[What is required]: Which lines of the data below contain the word "positive"? Show each of them in full.

[Input for this task]:
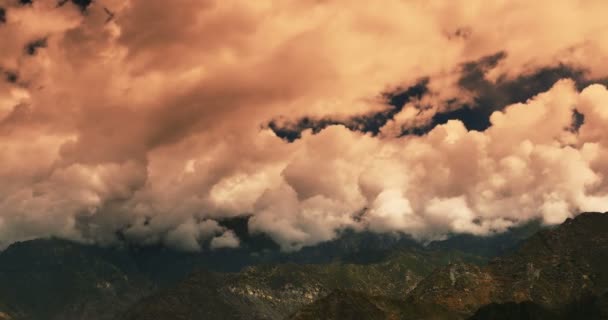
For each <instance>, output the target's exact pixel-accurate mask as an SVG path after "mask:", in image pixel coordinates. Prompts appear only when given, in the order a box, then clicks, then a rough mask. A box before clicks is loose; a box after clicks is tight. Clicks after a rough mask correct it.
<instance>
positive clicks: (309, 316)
mask: <svg viewBox="0 0 608 320" xmlns="http://www.w3.org/2000/svg"><path fill="white" fill-rule="evenodd" d="M248 240H249V244H248V245H247V246H244V247H243V248H241V249H238V250H237V251H236V252H232V253H230V252H228V251H225V252H207V253H198V254H186V253H178V252H172V251H166V250H164V249H161V248H156V249H150V248H100V247H96V246H88V245H82V244H77V243H73V242H68V241H64V240H58V239H41V240H32V241H27V242H21V243H17V244H14V245H12V246H10V247H9V248H8V249H6V250H5V251H4V252H2V253H1V255H0V319H2V320H30V319H31V320H38V319H40V320H42V319H50V320H60V319H61V320H72V319H74V320H76V319H83V320H84V319H87V320H88V319H90V320H98V319H99V320H102V319H104V320H105V319H108V320H110V319H121V320H147V319H167V320H173V319H175V320H178V319H179V320H182V319H183V320H186V319H235V320H236V319H243V320H249V319H251V320H253V319H271V320H275V319H276V320H278V319H298V320H307V319H608V215H607V214H603V213H583V214H580V215H578V216H577V217H576V218H574V219H568V220H567V221H565V222H564V223H563V224H561V225H559V226H556V227H552V228H547V227H542V226H541V225H540V224H539V223H529V224H526V225H522V226H520V227H518V228H514V229H511V230H509V231H508V232H507V233H504V234H500V235H495V236H491V237H487V238H482V237H474V236H467V235H454V236H453V237H450V238H448V239H447V240H444V241H437V242H432V243H430V244H426V245H421V244H419V243H417V242H415V241H413V240H411V239H409V238H406V237H395V236H388V235H385V236H379V235H372V234H366V233H354V232H352V233H345V234H344V235H343V236H342V237H340V238H339V239H337V240H334V241H332V242H329V243H325V244H323V245H320V246H317V247H313V248H305V249H303V250H301V251H299V252H294V253H283V252H279V251H278V250H277V249H276V248H272V247H270V246H267V245H265V243H266V242H265V240H264V239H256V238H255V237H250V238H249V239H248ZM239 250H240V251H239ZM227 265H232V266H235V265H241V266H242V268H241V269H240V270H229V272H227V271H224V270H226V269H227V268H226V266H227Z"/></svg>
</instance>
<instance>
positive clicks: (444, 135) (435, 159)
mask: <svg viewBox="0 0 608 320" xmlns="http://www.w3.org/2000/svg"><path fill="white" fill-rule="evenodd" d="M0 8H2V9H1V10H0V39H2V40H1V42H0V74H1V75H2V78H1V79H0V181H1V182H2V183H0V248H1V247H6V246H7V245H9V244H10V243H12V242H14V241H19V240H25V239H31V238H36V237H44V236H60V237H65V238H69V239H75V240H79V241H85V242H94V243H100V244H104V245H106V244H114V243H117V242H120V241H129V242H132V243H138V244H144V245H145V244H158V243H163V244H166V245H169V246H172V247H176V248H180V249H184V250H190V251H197V250H201V249H206V248H203V247H202V246H201V244H202V243H204V242H205V243H206V242H209V243H210V247H211V248H212V249H216V248H222V247H229V248H233V247H237V246H238V245H239V239H238V237H237V236H236V234H235V233H234V232H233V231H232V230H229V229H227V228H226V227H223V226H221V225H220V224H218V223H217V221H219V220H222V219H224V218H229V217H235V216H242V215H250V216H251V218H250V219H249V229H250V231H251V232H259V233H264V234H267V235H268V236H270V237H271V238H272V239H274V240H275V241H276V242H277V243H278V244H280V245H281V247H282V248H283V249H285V250H297V249H298V248H301V247H302V246H306V245H313V244H316V243H319V242H322V241H326V240H330V239H333V238H335V237H336V235H337V232H339V231H340V230H343V229H346V228H352V229H356V230H372V231H376V232H402V233H406V234H409V235H412V236H414V237H415V238H417V239H421V240H430V239H436V238H441V237H442V236H444V235H446V234H447V233H450V232H465V233H473V234H479V235H482V234H488V233H492V232H497V231H501V230H504V229H505V228H508V227H509V226H512V225H514V224H517V223H520V222H523V221H526V220H529V219H533V218H541V219H543V220H544V221H545V222H546V223H560V222H562V221H563V220H564V219H566V218H567V217H569V216H572V215H573V214H575V213H577V212H579V211H591V210H597V211H606V210H607V208H608V165H607V164H606V162H605V161H602V159H606V157H607V156H608V130H606V129H605V128H606V127H608V90H607V89H606V86H605V85H606V83H607V82H608V81H607V79H608V65H606V63H605V61H606V58H608V38H606V37H605V34H606V32H607V31H608V22H607V21H606V19H604V17H603V13H604V12H607V11H608V3H606V2H605V1H563V2H561V1H558V2H554V1H535V2H533V3H530V2H529V1H493V2H487V1H450V2H444V1H438V2H434V1H430V2H429V1H399V0H390V1H383V2H382V3H376V4H368V3H350V4H349V5H345V4H344V2H341V1H329V0H328V1H312V0H310V1H308V0H307V1H281V2H277V1H255V2H247V3H245V2H243V1H212V0H205V1H198V0H197V1H195V0H180V1H171V2H167V1H160V0H129V1H122V0H103V1H102V0H99V1H92V2H87V1H84V2H83V1H68V2H65V3H63V5H58V3H57V2H54V1H50V0H49V1H43V0H39V1H31V3H29V4H23V3H21V2H20V1H12V0H0ZM207 240H209V241H207Z"/></svg>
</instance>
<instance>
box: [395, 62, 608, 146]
mask: <svg viewBox="0 0 608 320" xmlns="http://www.w3.org/2000/svg"><path fill="white" fill-rule="evenodd" d="M506 56H507V55H506V53H505V52H499V53H497V54H494V55H491V56H487V57H484V58H482V59H480V60H478V61H475V62H469V63H466V64H464V65H463V66H462V75H461V77H460V79H459V80H458V85H459V86H460V87H461V88H462V89H464V90H466V91H468V92H470V93H471V94H472V96H473V101H472V103H465V104H461V103H460V102H459V101H458V100H457V99H455V100H452V101H448V102H446V104H449V105H452V107H450V108H449V109H450V111H443V112H437V113H436V114H435V115H434V116H433V117H432V119H431V121H430V123H428V124H425V125H424V126H420V127H414V128H408V129H406V130H404V132H403V134H402V135H409V134H415V135H422V134H426V133H427V132H429V131H430V130H432V129H433V128H434V127H436V126H437V125H441V124H445V123H447V122H448V121H450V120H459V121H461V122H462V123H463V124H464V125H465V127H466V128H467V129H468V130H476V131H484V130H486V129H487V128H488V127H489V126H490V116H491V115H492V113H494V112H495V111H499V110H502V109H503V108H504V107H506V106H508V105H511V104H514V103H518V102H525V101H527V100H528V99H530V98H532V97H534V96H535V95H537V94H539V93H541V92H545V91H547V90H548V89H549V88H551V86H553V84H555V82H557V81H558V80H559V79H565V78H568V79H572V80H574V81H575V83H576V86H577V88H579V89H580V90H582V89H583V88H585V87H586V86H588V85H589V84H591V83H605V81H602V80H600V79H588V78H587V75H586V72H585V70H581V69H577V68H574V67H569V66H566V65H558V66H555V67H545V68H541V69H539V70H535V71H533V72H531V73H530V74H524V75H520V76H517V77H516V78H514V79H510V78H507V77H506V76H501V77H499V78H498V80H497V81H495V82H494V81H490V80H488V79H487V77H486V76H485V75H486V73H487V72H488V71H489V70H491V69H492V68H494V67H496V65H497V64H498V63H499V62H500V60H502V59H504V58H506ZM421 107H422V106H421ZM573 116H574V115H573ZM577 119H578V118H577ZM577 123H578V122H577ZM578 126H580V124H578Z"/></svg>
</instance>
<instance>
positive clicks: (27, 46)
mask: <svg viewBox="0 0 608 320" xmlns="http://www.w3.org/2000/svg"><path fill="white" fill-rule="evenodd" d="M46 46H47V39H46V38H42V39H37V40H34V41H32V42H30V43H28V44H27V45H25V49H24V51H25V53H26V54H27V55H30V56H35V55H36V53H37V52H38V49H42V48H46Z"/></svg>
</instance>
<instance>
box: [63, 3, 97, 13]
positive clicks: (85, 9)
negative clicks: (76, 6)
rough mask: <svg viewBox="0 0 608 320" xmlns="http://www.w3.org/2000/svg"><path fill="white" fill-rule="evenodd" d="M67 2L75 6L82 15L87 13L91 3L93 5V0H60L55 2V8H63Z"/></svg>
mask: <svg viewBox="0 0 608 320" xmlns="http://www.w3.org/2000/svg"><path fill="white" fill-rule="evenodd" d="M68 2H71V3H72V4H74V5H75V6H77V7H78V9H79V10H80V11H81V12H82V13H85V12H86V11H87V8H89V6H90V5H91V3H93V0H60V1H58V2H57V6H58V7H61V6H64V5H65V4H66V3H68Z"/></svg>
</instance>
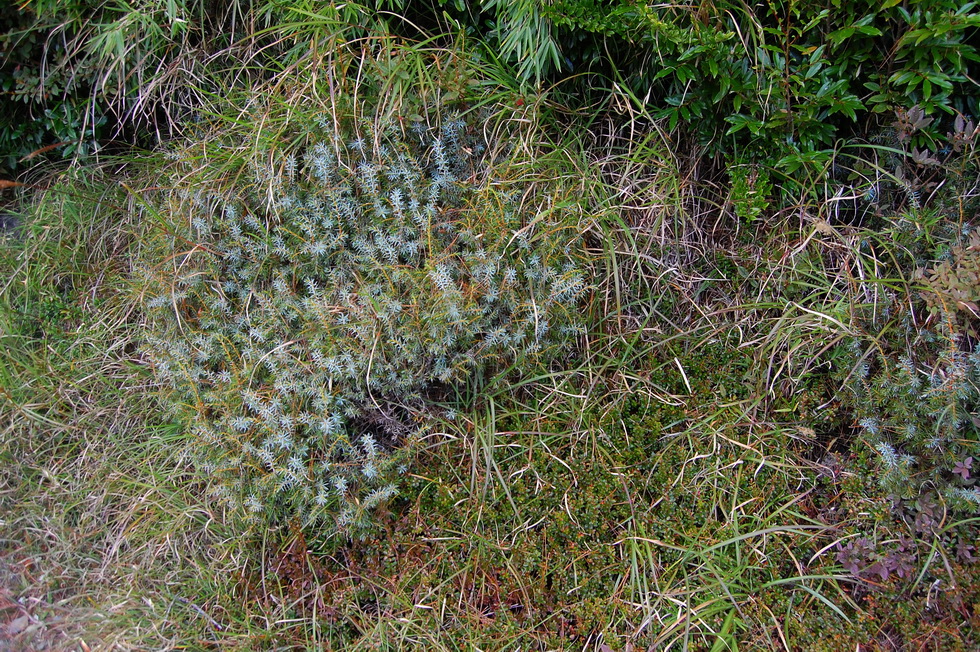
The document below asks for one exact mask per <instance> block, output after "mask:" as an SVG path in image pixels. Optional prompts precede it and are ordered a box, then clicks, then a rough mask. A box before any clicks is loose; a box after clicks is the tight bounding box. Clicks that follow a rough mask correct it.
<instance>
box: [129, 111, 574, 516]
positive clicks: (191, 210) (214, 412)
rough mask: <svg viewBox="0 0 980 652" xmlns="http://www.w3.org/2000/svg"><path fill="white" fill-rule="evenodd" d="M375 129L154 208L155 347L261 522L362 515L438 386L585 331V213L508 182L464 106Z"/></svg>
mask: <svg viewBox="0 0 980 652" xmlns="http://www.w3.org/2000/svg"><path fill="white" fill-rule="evenodd" d="M365 133H367V134H368V136H369V137H366V138H363V139H361V138H352V139H350V140H344V139H339V138H336V137H334V138H324V139H319V140H318V139H316V138H314V139H313V142H314V144H313V145H312V146H310V147H309V148H308V149H307V151H306V152H305V155H302V156H300V157H299V158H292V157H287V158H286V159H285V160H283V161H282V164H281V165H280V166H279V167H278V168H277V169H276V170H275V171H273V169H272V168H271V167H267V166H260V167H261V169H260V170H258V173H257V174H258V176H259V177H262V179H261V182H262V183H261V184H258V183H257V184H255V186H253V187H262V188H263V189H264V191H263V192H256V191H254V190H248V189H247V186H245V184H244V183H241V184H239V185H240V186H241V187H242V190H241V191H232V192H227V191H223V192H208V191H202V190H198V191H194V192H191V191H188V190H183V191H180V190H178V191H175V192H174V193H172V194H171V195H169V196H168V197H166V198H165V199H164V200H163V201H162V202H161V206H160V208H159V209H158V210H159V211H160V213H161V215H162V216H164V217H165V218H167V219H166V220H165V221H166V222H168V223H169V224H170V226H169V227H168V228H170V229H172V230H171V231H170V233H169V238H168V240H167V242H168V244H167V246H166V247H164V248H163V250H162V251H159V252H158V254H157V263H156V265H155V267H154V271H153V272H152V273H151V274H150V277H149V279H148V283H147V288H148V290H147V301H146V307H147V310H148V314H149V315H150V326H151V331H152V335H151V336H150V337H149V338H148V350H149V354H150V357H151V359H152V361H153V365H154V368H155V369H156V372H157V374H158V376H159V378H160V379H162V380H163V381H164V382H165V384H166V386H167V387H168V388H169V389H168V392H169V398H170V401H171V403H172V404H173V405H174V406H175V412H176V414H177V416H178V418H179V419H180V420H181V421H182V422H183V423H185V424H186V426H187V428H188V429H189V432H190V433H191V434H192V439H191V441H192V445H191V455H192V457H193V459H194V460H195V461H196V463H197V464H198V466H199V467H200V468H201V469H203V470H204V471H205V472H206V473H207V474H208V475H209V476H210V478H211V479H212V481H213V482H212V485H213V487H214V491H215V493H216V494H217V496H218V497H219V498H220V499H222V500H223V501H225V502H226V503H227V504H228V505H229V506H230V507H231V508H232V509H234V510H236V511H237V512H238V513H239V514H241V515H244V516H246V517H252V518H261V517H270V516H272V517H276V516H284V515H288V516H293V515H297V516H300V517H301V518H302V519H303V521H304V522H307V523H318V524H324V523H335V524H336V525H337V526H338V527H339V528H340V529H350V528H357V527H360V526H363V525H364V524H365V523H367V522H368V520H369V516H370V513H371V511H372V509H373V508H374V507H376V506H377V505H379V504H381V503H384V502H385V501H386V500H387V499H389V498H391V497H392V496H393V495H394V494H395V493H396V491H397V488H396V487H397V476H398V474H399V472H401V471H404V470H405V468H406V467H405V465H406V464H407V459H406V457H407V455H406V451H410V449H411V446H410V444H411V441H412V439H413V438H414V437H415V436H416V435H417V433H418V432H419V429H420V427H422V419H421V417H420V414H422V412H423V410H422V409H421V408H422V407H423V406H424V405H425V402H426V400H427V398H428V397H429V395H430V393H431V392H432V390H433V388H435V387H440V388H441V387H445V386H446V385H451V384H452V383H458V382H460V381H462V380H464V379H466V378H467V377H468V376H469V375H470V374H471V373H473V371H474V370H476V369H483V370H492V369H495V368H500V367H501V366H502V365H505V364H508V365H509V364H512V363H515V362H516V363H531V362H534V361H540V360H543V359H547V358H549V357H551V356H553V355H554V354H555V353H556V352H557V351H559V350H561V349H562V348H563V347H565V346H566V345H568V344H569V343H570V341H571V339H572V336H573V335H574V332H575V329H576V326H575V325H576V311H577V305H578V302H579V297H580V295H581V294H582V292H583V291H584V289H585V287H586V282H585V279H584V277H583V273H582V271H581V266H580V262H581V253H580V248H581V247H580V240H581V234H580V229H579V228H578V227H579V224H578V222H579V216H578V215H577V214H575V212H574V211H572V210H571V209H568V208H561V207H560V206H559V202H558V201H557V200H556V198H554V197H548V196H542V195H541V194H540V193H539V191H536V190H535V189H534V188H535V187H534V186H531V185H528V184H526V183H521V182H520V181H519V180H517V181H509V180H508V179H507V178H506V177H508V176H511V175H512V174H513V170H512V169H511V167H510V166H509V164H508V163H507V161H501V160H497V161H495V162H494V163H492V164H491V163H489V162H487V161H486V160H484V157H481V154H480V152H481V148H482V145H481V144H480V143H479V142H477V141H476V140H475V139H474V138H473V137H472V136H467V125H466V124H465V123H464V122H462V121H461V120H451V121H448V122H446V123H445V124H444V125H443V126H442V127H441V128H440V129H438V130H435V131H430V130H426V129H418V130H415V131H414V132H412V133H411V134H409V135H407V136H406V135H402V134H401V133H400V132H398V131H395V130H388V131H387V132H383V133H381V132H375V131H372V130H370V129H366V130H365ZM498 158H499V157H498ZM188 207H189V208H188ZM181 225H183V226H181Z"/></svg>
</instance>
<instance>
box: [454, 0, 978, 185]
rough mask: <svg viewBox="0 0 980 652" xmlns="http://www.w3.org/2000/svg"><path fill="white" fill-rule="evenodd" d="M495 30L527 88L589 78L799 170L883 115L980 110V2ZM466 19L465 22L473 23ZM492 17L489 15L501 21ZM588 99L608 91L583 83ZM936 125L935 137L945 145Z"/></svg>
mask: <svg viewBox="0 0 980 652" xmlns="http://www.w3.org/2000/svg"><path fill="white" fill-rule="evenodd" d="M481 6H482V7H483V8H484V12H485V14H484V15H483V17H482V20H483V21H485V22H487V23H489V26H490V27H492V28H493V29H492V30H490V31H487V29H486V26H484V27H482V28H481V29H482V31H483V32H484V33H485V34H486V35H487V36H488V37H489V38H490V39H491V42H492V43H493V44H494V46H493V47H494V48H495V49H497V50H499V51H500V52H501V54H502V56H504V57H505V58H510V59H512V60H513V61H514V62H515V64H516V65H517V66H518V71H519V73H520V74H521V75H522V76H523V77H524V78H525V79H527V80H530V81H534V80H541V79H556V78H557V75H556V74H555V73H556V71H560V72H561V74H565V75H567V74H580V73H587V72H594V73H598V74H599V75H601V76H608V77H610V78H612V79H613V80H615V81H619V82H621V83H625V84H626V85H627V86H629V87H630V88H631V89H632V90H633V92H634V93H635V95H636V97H640V98H644V101H645V102H646V103H647V106H648V109H649V111H650V113H651V114H652V115H654V116H655V117H659V118H663V119H666V120H667V121H668V124H669V126H670V127H671V129H673V128H674V127H675V126H678V125H679V126H682V127H683V128H684V131H685V132H686V133H690V134H692V135H693V136H694V137H695V138H696V140H697V141H699V142H700V143H701V144H702V145H706V146H707V147H708V151H709V152H710V153H724V154H726V155H729V156H732V155H735V154H742V155H745V154H749V155H751V156H753V157H755V158H756V159H761V160H764V161H769V162H776V161H778V160H781V161H782V165H783V167H785V168H787V169H789V170H792V169H795V168H796V167H799V166H800V165H804V164H807V163H810V162H813V161H814V160H816V161H822V160H824V159H825V156H823V157H821V156H818V155H817V152H819V151H821V150H824V149H826V148H828V147H830V146H831V145H833V144H834V142H835V140H836V139H838V138H842V137H849V136H852V135H854V134H863V133H870V132H873V131H875V129H876V126H877V125H876V124H875V123H876V120H877V118H876V116H878V115H881V114H884V115H886V116H889V115H891V114H892V113H893V112H894V111H895V110H896V109H897V108H909V107H912V106H914V105H919V106H921V107H922V108H923V109H924V110H925V112H926V114H928V115H934V116H941V115H947V116H951V115H953V114H954V113H955V112H959V113H963V114H970V115H976V114H977V99H978V93H977V86H976V83H975V82H974V81H972V79H975V78H976V74H975V66H976V63H977V61H978V60H980V54H978V51H977V40H976V39H977V29H978V26H980V12H978V11H977V6H976V3H972V2H971V3H966V4H964V3H960V2H955V1H954V0H913V1H912V2H907V3H899V2H895V1H892V2H871V1H868V0H858V1H854V2H834V3H827V2H815V1H803V2H800V1H782V2H771V3H752V4H746V3H741V2H696V3H691V4H686V5H677V4H654V3H648V2H642V1H637V0H618V1H617V2H611V3H607V2H596V1H595V0H558V1H556V2H542V1H539V0H524V1H522V2H515V3H503V2H496V1H495V0H488V1H486V2H483V3H481ZM468 16H469V15H467V16H465V17H464V18H463V20H467V19H468ZM488 16H489V17H490V18H488ZM580 80H581V82H582V83H584V84H585V85H586V89H585V90H586V91H587V92H595V91H596V90H597V89H598V88H603V87H606V86H607V83H608V82H604V81H597V79H596V77H595V76H591V75H585V76H583V77H581V78H580ZM943 126H945V125H943V124H941V123H940V121H937V122H936V123H935V124H934V125H933V130H932V131H931V133H930V134H929V135H930V136H931V137H932V138H933V139H936V138H939V137H940V136H941V135H942V133H943V132H942V131H941V127H943Z"/></svg>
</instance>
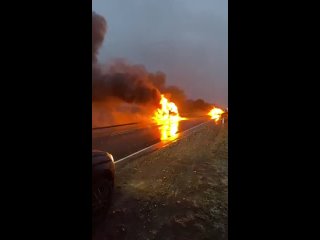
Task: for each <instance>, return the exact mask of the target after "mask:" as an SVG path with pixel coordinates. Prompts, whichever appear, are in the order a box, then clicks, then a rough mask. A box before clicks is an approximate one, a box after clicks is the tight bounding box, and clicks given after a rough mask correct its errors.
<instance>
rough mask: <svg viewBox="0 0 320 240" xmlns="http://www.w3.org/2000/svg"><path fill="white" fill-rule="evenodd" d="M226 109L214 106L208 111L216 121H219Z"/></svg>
mask: <svg viewBox="0 0 320 240" xmlns="http://www.w3.org/2000/svg"><path fill="white" fill-rule="evenodd" d="M223 113H224V111H223V110H222V109H220V108H216V107H213V109H211V111H210V112H209V113H208V115H209V116H211V119H213V120H215V121H216V122H217V121H219V119H220V118H221V114H223Z"/></svg>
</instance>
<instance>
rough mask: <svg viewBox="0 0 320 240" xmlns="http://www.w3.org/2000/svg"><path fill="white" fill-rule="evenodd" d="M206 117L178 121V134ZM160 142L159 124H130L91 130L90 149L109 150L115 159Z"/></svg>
mask: <svg viewBox="0 0 320 240" xmlns="http://www.w3.org/2000/svg"><path fill="white" fill-rule="evenodd" d="M208 119H209V118H208V117H200V118H189V119H187V120H182V121H180V123H179V127H178V134H179V133H181V132H183V131H186V130H188V129H190V128H192V127H194V126H196V125H199V124H201V123H203V122H205V121H208ZM158 142H161V140H160V130H159V126H157V125H155V124H151V123H149V124H147V123H140V124H132V125H125V126H117V127H109V128H101V129H93V130H92V149H97V150H102V151H106V152H109V153H111V154H112V155H113V157H114V159H115V161H117V160H118V159H121V158H123V157H126V156H128V155H130V154H132V153H134V152H137V151H139V150H141V149H144V148H146V147H149V146H151V145H153V144H156V143H158Z"/></svg>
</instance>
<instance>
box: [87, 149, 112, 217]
mask: <svg viewBox="0 0 320 240" xmlns="http://www.w3.org/2000/svg"><path fill="white" fill-rule="evenodd" d="M114 174H115V164H114V159H113V156H112V155H111V154H110V153H107V152H103V151H98V150H92V215H93V217H94V218H96V217H97V216H98V215H102V214H104V213H106V212H107V211H108V209H109V207H110V204H111V200H112V195H113V189H114Z"/></svg>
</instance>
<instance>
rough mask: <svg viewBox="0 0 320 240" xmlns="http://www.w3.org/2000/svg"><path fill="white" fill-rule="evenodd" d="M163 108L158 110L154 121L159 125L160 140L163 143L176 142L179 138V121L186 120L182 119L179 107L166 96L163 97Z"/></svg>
mask: <svg viewBox="0 0 320 240" xmlns="http://www.w3.org/2000/svg"><path fill="white" fill-rule="evenodd" d="M160 105H161V108H158V109H157V110H156V111H155V113H154V115H153V117H152V119H153V120H154V121H155V122H156V123H157V124H158V125H160V126H159V130H160V134H161V136H160V139H161V140H162V141H166V140H174V139H175V138H176V137H177V132H178V127H179V121H180V120H185V119H186V118H183V117H180V115H179V111H178V107H177V106H176V105H175V104H174V103H173V102H170V101H169V100H168V99H167V98H165V97H164V95H163V94H162V95H161V100H160Z"/></svg>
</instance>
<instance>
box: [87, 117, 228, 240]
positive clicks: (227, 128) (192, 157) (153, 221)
mask: <svg viewBox="0 0 320 240" xmlns="http://www.w3.org/2000/svg"><path fill="white" fill-rule="evenodd" d="M116 167H117V169H116V186H115V194H114V198H113V205H112V206H111V208H110V210H109V213H108V215H107V217H106V220H105V221H104V222H102V223H101V224H99V225H98V226H97V227H96V228H95V229H94V233H93V239H94V240H102V239H110V240H122V239H135V240H136V239H141V240H145V239H150V240H151V239H156V240H157V239H159V240H160V239H166V240H171V239H172V240H176V239H177V240H184V239H192V240H193V239H216V240H220V239H221V240H222V239H228V215H227V212H228V125H227V123H226V124H218V125H216V124H215V123H214V122H213V121H210V122H209V123H208V124H205V125H203V126H201V127H199V128H198V129H197V130H196V131H195V132H192V133H190V134H189V135H188V136H186V137H185V138H183V139H181V140H179V141H177V142H175V143H172V144H170V145H169V146H167V147H165V148H163V149H160V150H158V151H155V152H153V153H151V154H149V155H146V156H143V157H140V158H138V159H135V160H132V161H128V162H126V164H123V165H119V166H118V165H117V166H116Z"/></svg>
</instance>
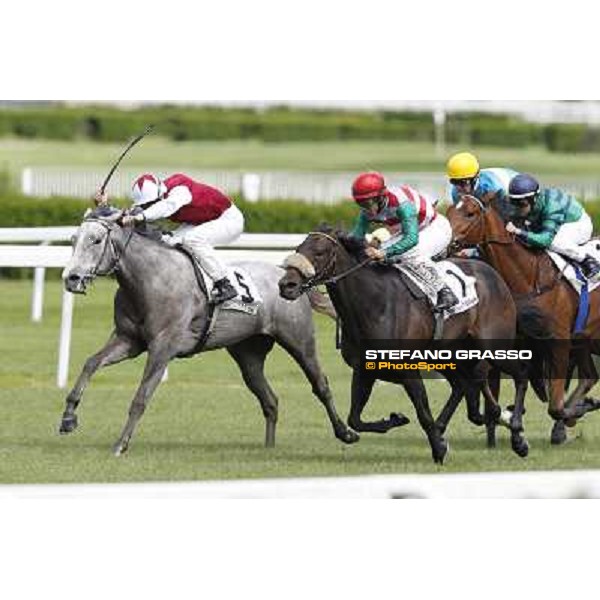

[Exercise solution]:
positive clicks: (309, 316)
positive clicks: (444, 135) (435, 159)
positive clicks: (27, 46)
positive clicks: (85, 9)
positive clicks: (191, 210) (214, 412)
positive clicks: (227, 128) (192, 157) (153, 221)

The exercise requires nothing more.